Таким образом, судя по тем неясным намекам и сбивчивым указаниям, сохранившимся в дошедших до нас народных пословицах, песнях и преданиях, судя даже по тем историческим документам, которыми мы пользовались, можно заключить, что бжедухам с самого начала их существования пришлось испытать много различных невзгод и перстурбации, вести бесконечные войны и проходить трудную кровавую школу.

Из имен позднейшего времени, запечатлевшихся в памяти народа, выдается один из потомков Хамши, князь Айтеч, управлявший бжедухами в самом начале XVII века. Он славился своим умом, правдивостью и жизнью праведника. В 1630 году он первый из кавказских горцев отправился в Мекку на поклонение гробу пророка, в сопровождении только одного своего слуги [36] Локшока. Если принять во внимание отсутствие тогда, путей сообщения, опасность дороги среди диких и хищных народов, то нельзя не признать, что подобное путешествие было большим подвигом со стороны старого князя. На обратной дороге Локшок умер, а князь Айтеч привез с собою из Сирии камень длинною в два аршина, который и поставил в память своему верному слуге, возведя потомство его в дворянское достоинство. Этот камень в настоящее время стоит в парке Ключевой станицы и имеет следующую надпись: «Здесь покоится Локшок-оглы, прощенный всеблагим и всемилостивейшим Богом. Он вместе с князем Хаджи-Айтечем был в священной Каабе и скончался в священной Сирии. Месяц шеваль 1112 г. Гиджры».

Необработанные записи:
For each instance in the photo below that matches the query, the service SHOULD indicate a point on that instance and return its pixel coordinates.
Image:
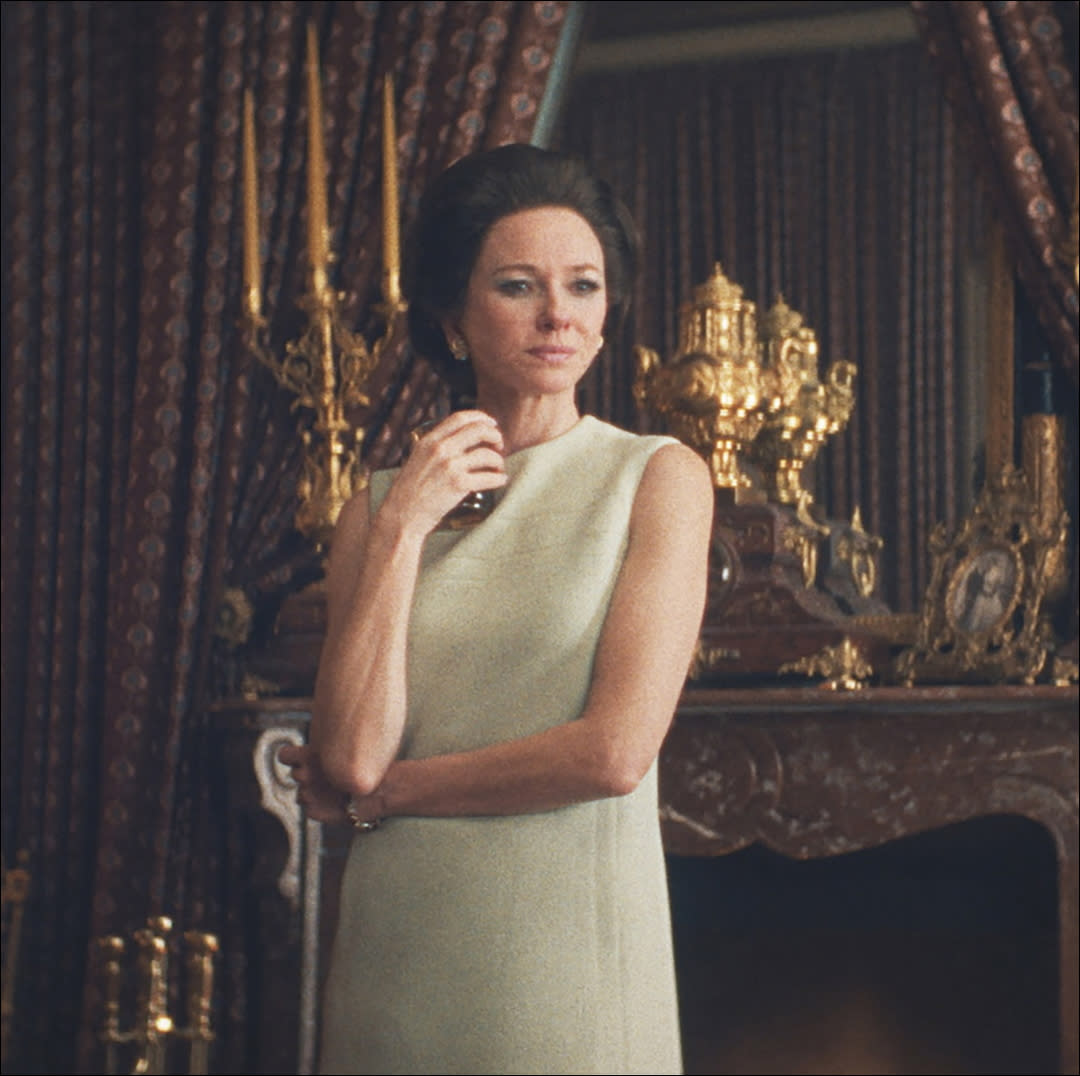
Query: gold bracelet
(361, 824)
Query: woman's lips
(552, 353)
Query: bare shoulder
(676, 487)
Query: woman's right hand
(460, 455)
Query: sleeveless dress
(534, 943)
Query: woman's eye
(585, 285)
(513, 286)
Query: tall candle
(391, 247)
(253, 297)
(316, 171)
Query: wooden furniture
(810, 772)
(807, 771)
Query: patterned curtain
(835, 182)
(1010, 71)
(147, 459)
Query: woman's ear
(455, 340)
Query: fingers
(473, 435)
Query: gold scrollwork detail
(842, 667)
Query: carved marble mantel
(812, 774)
(808, 772)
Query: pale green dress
(534, 943)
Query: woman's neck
(530, 421)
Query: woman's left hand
(314, 793)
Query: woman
(490, 701)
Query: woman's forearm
(361, 688)
(564, 765)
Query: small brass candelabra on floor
(152, 1029)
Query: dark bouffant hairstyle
(459, 209)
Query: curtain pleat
(149, 461)
(829, 180)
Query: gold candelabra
(812, 409)
(328, 366)
(715, 392)
(746, 397)
(152, 1027)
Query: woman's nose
(553, 313)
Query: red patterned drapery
(148, 462)
(1007, 69)
(835, 180)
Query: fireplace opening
(935, 953)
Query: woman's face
(536, 304)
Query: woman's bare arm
(360, 689)
(644, 653)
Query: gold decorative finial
(328, 366)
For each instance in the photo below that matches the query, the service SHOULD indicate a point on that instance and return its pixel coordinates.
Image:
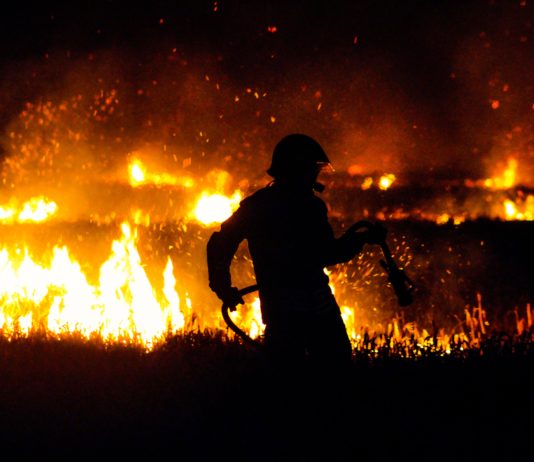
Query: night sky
(440, 88)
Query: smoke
(421, 91)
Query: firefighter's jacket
(290, 241)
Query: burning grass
(203, 395)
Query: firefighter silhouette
(291, 243)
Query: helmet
(294, 153)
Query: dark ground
(200, 398)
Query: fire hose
(400, 282)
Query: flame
(215, 208)
(519, 210)
(36, 209)
(386, 181)
(58, 296)
(139, 175)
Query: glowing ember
(504, 179)
(139, 175)
(215, 208)
(386, 181)
(520, 210)
(36, 209)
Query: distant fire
(69, 162)
(139, 175)
(215, 208)
(36, 209)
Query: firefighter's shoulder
(256, 198)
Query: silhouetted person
(291, 242)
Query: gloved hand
(376, 234)
(231, 297)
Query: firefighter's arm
(351, 243)
(221, 249)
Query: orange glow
(386, 181)
(37, 209)
(139, 175)
(122, 305)
(215, 208)
(505, 178)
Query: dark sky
(416, 78)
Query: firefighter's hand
(376, 234)
(231, 297)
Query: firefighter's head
(298, 159)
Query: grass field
(203, 396)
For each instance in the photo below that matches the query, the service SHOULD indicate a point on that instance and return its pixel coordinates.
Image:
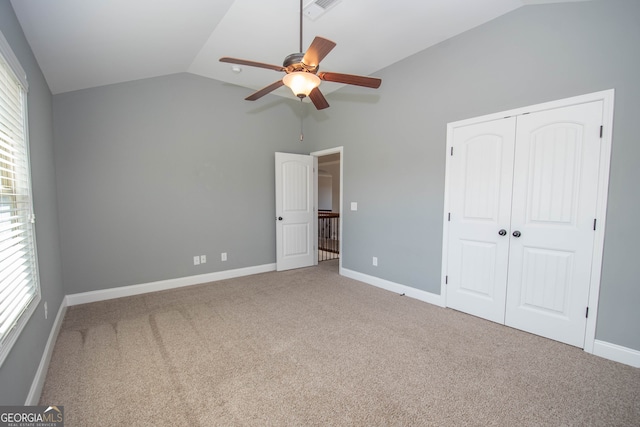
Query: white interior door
(295, 211)
(553, 210)
(480, 177)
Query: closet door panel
(553, 209)
(481, 169)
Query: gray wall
(18, 370)
(394, 138)
(153, 172)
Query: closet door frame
(607, 97)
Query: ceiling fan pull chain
(301, 120)
(300, 25)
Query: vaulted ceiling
(87, 43)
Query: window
(19, 288)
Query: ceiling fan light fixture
(301, 82)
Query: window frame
(8, 340)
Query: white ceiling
(87, 43)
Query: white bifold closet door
(523, 193)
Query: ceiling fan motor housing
(294, 63)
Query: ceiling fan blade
(319, 48)
(350, 79)
(251, 63)
(265, 90)
(318, 99)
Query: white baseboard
(41, 374)
(394, 287)
(162, 285)
(617, 353)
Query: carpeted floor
(311, 348)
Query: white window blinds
(19, 288)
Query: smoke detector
(317, 8)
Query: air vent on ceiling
(317, 8)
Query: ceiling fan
(302, 72)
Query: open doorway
(329, 193)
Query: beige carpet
(308, 347)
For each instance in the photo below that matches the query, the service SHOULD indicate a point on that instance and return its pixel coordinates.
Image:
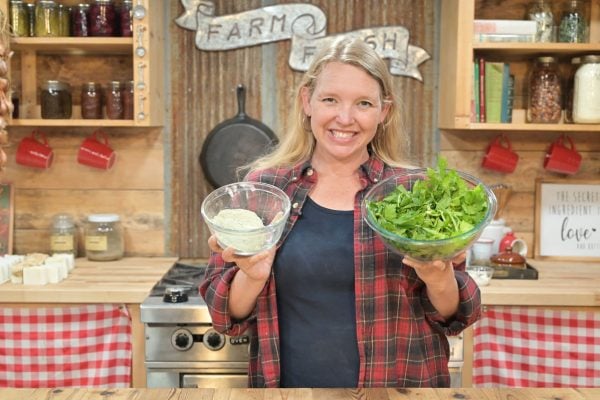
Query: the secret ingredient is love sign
(567, 219)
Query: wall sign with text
(567, 219)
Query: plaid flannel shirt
(401, 336)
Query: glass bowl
(270, 204)
(424, 250)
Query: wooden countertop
(559, 283)
(128, 280)
(300, 394)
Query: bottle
(104, 237)
(545, 92)
(586, 92)
(63, 235)
(573, 26)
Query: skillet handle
(241, 95)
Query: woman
(332, 306)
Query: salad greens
(440, 207)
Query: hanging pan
(234, 143)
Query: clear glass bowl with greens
(427, 214)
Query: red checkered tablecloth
(533, 347)
(82, 346)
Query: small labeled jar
(63, 235)
(104, 237)
(586, 92)
(56, 101)
(103, 18)
(545, 92)
(47, 21)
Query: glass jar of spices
(114, 101)
(545, 92)
(19, 21)
(56, 100)
(586, 94)
(91, 101)
(103, 18)
(47, 21)
(104, 237)
(63, 235)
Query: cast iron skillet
(233, 143)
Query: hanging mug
(96, 153)
(562, 159)
(34, 151)
(500, 155)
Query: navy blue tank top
(314, 275)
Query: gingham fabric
(534, 347)
(79, 346)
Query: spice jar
(102, 18)
(573, 26)
(46, 18)
(104, 237)
(80, 24)
(56, 101)
(586, 93)
(541, 12)
(19, 21)
(545, 92)
(91, 101)
(114, 101)
(63, 236)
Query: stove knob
(213, 340)
(182, 339)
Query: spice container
(19, 21)
(91, 101)
(586, 93)
(63, 235)
(114, 101)
(56, 100)
(545, 92)
(47, 21)
(104, 237)
(573, 26)
(102, 18)
(541, 12)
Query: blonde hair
(390, 142)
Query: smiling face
(345, 109)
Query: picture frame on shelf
(567, 219)
(6, 217)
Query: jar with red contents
(103, 18)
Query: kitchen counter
(300, 394)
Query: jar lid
(103, 218)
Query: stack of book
(493, 92)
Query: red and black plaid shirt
(401, 336)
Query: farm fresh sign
(304, 24)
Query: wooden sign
(567, 219)
(6, 218)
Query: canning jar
(56, 101)
(114, 101)
(540, 11)
(80, 24)
(46, 18)
(127, 95)
(63, 235)
(91, 100)
(102, 18)
(586, 95)
(104, 237)
(545, 92)
(19, 21)
(573, 26)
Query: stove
(182, 349)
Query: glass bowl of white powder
(248, 216)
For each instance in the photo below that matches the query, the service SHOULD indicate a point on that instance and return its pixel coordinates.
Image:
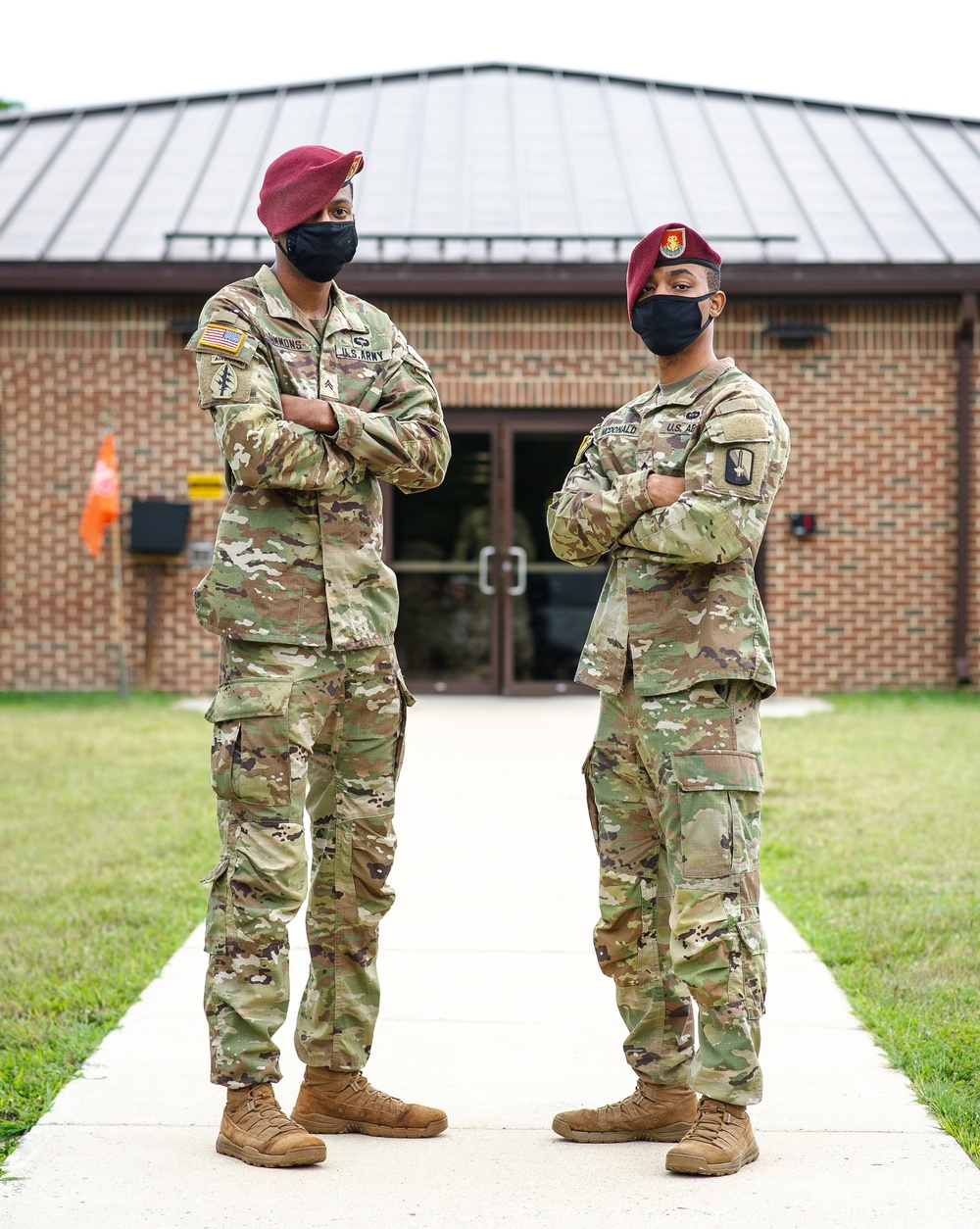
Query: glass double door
(484, 604)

**Задания**
- a) Соответствуют ли отрывку о бжедухах эти утверждения: (i) князь Айтеч правил бжедухами в начале XVII века; (ii) Локшок умер в Мекке; (iii) камень в память о Локшоке сейчас стоит в парке Ключевой станицы? Для каждого ответьте «да» или «нет» и приведите решающие слова отрывка точной цитатой.
- b) Продолжите отрывок о бжедухах с того места, где он заканчивается.
Записи здесь никакой роли не играют.

**Ответы**
- a)
(i) Да: «управлявший бжедухами в самом начале XVII века».
(ii) Нет: «На обратной дороге Локшок умер».
(iii) Да: «Этот камень в настоящее время стоит в парке Ключевой станицы».

- b)
Весть об этом смелом путешествии распространилась не только по всему Кавказу, но и по Турции. Сам князь Айтеч, первый из кавказских горцев посетивший Мекку, получил титул Хаджи, а дети его стали именоваться Хаджи-мук, что значить сын известного Хаджи, паломника. Когда же начались сношения князей с кавказскою администрацией, то это наименование принято было за фамилию, и таким образом образовалась фамилия Гаджимуковых, которая часто искажалась русскими, благодаря незнанию языка, и писались то Гаджелио, то Гажемук, Гадимук и т. д. Еще хуже обстояло дело с фамилией потомков Черчана, для которых русские создали несколько новых фамилий. Так, князь Крымчаран был обращен со своими детьми в Крымчаранова; его родной брать Ахаджан - в Ахаджанова, третий брат Ельбузак - в Ельбузданова; Тархан - в Тарханова и т. д. Такие фамилии, образованные из собственных имен существуют и до настоящего времени.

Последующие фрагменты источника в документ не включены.